### PASSAGE
Volodymyr Kuznetsov
Small Fiat 126 p. Monument to the 90s
Volodymyr Kuznetsov
Small Fiat 126 p. Monument to the 90s, 2011, installation
Collection II of the Arsenal Gallery in Białystok. Work purchased by the Podlaskie Association for the Promotion of Fine Arts

Volodymyr Kuznetsov’s installation can be seen as part of a broader phenomenon, namely a return to materiality. This shift is noticeable in different areas of culture, beginning with the 1990s. Researchers of Polish literature have for the last two decades tried to diagnose the intense presence of objects in the prose of that period, seeing it as its unique historical and literary characteristic caused by both the economic changes, as well as the changing awareness of the meanings assigned to objects. The specificity of that phenomenon, which is not an innovation of the recent decades, is simply the fact that both in literature, as well as in the visual arts, objects have become “extraordinarily garrulous”, to use the terms of the literary scholar Przemysław Czapliński.
What is important in the work by Kuznetsov is the historical context, which is emphasized by a video displayed on an old portable TV set, which is also a part of the installation. The artist put together pieces of footage of social protests which took place in the late 1980’s and early 1990’s in the communist countries, intercutting them with recordings of current manifestations in Belarus. The soundtrack consists of the protest song Peremen! [Changes!] by the Russian rock singer, Viktor Tsoi. The whole installation evokes associations with the phenomenon of small cross-border trade, which was a popular way of making money, a poor substitute for capitalism and private business, dissolving and blowing up the imposed, centrally steered economy. The microcosm of objects is the figure of an open air market (typical of transition times), a collection of strange peculiarities which have a whiff of illegality about them.

### EXERCISE TASKS
a. Reproduce the passage on Kuznetsov's installation starting at "Volodymyr Kuznetsov’s installation" and ending at "scholar Przemysław Czapliński.".
b. Answer these questions from the passage on Kuznetsov's installation:
(i) Which gallery's collection holds the work?
(ii) Who sings the protest song on the video's soundtrack?
(iii) Which literary scholar is quoted as saying that objects have become "extraordinarily garrulous"?

### DATA FOR ANALYSIS
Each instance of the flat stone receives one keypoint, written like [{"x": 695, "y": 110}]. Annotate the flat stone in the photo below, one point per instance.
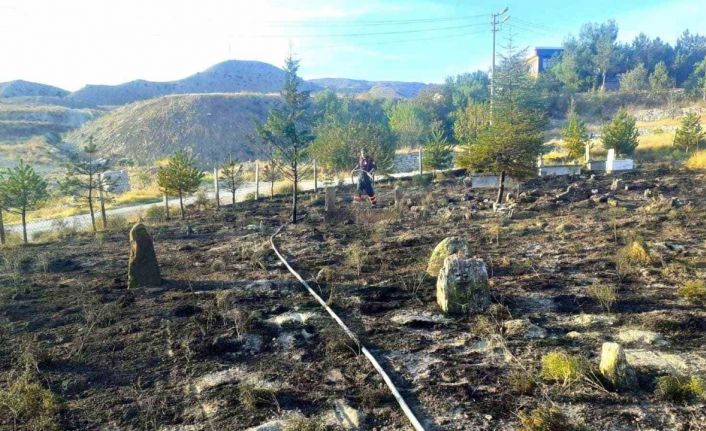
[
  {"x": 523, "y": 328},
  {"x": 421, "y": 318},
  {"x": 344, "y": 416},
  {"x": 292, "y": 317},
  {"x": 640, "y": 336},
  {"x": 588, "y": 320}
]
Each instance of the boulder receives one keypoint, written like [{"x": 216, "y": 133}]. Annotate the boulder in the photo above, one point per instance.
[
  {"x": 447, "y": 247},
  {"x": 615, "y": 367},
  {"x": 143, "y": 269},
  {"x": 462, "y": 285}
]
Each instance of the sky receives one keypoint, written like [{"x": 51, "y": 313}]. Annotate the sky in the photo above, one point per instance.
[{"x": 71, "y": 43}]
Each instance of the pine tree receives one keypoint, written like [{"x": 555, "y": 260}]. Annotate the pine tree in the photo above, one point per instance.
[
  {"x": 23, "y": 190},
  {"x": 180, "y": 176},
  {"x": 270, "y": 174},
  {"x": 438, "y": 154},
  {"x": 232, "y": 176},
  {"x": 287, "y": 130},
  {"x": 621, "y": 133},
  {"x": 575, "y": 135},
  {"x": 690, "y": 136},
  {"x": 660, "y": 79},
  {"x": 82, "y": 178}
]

### PER-TASK ANSWERS
a.
Volodymyr Kuznetsov’s installation can be seen as part of a broader phenomenon, namely a return to materiality. This shift is noticeable in different areas of culture, beginning with the 1990s. Researchers of Polish literature have for the last two decades tried to diagnose the intense presence of objects in the prose of that period, seeing it as its unique historical and literary characteristic caused by both the economic changes, as well as the changing awareness of the meanings assigned to objects. The specificity of that phenomenon, which is not an innovation of the recent decades, is simply the fact that both in literature, as well as in the visual arts, objects have become “extraordinarily garrulous”, to use the terms of the literary scholar Przemysław Czapliński.

b.
(i) Collection II of the Arsenal Gallery in Białystok
(ii) Viktor Tsoi
(iii) Przemysław Czapliński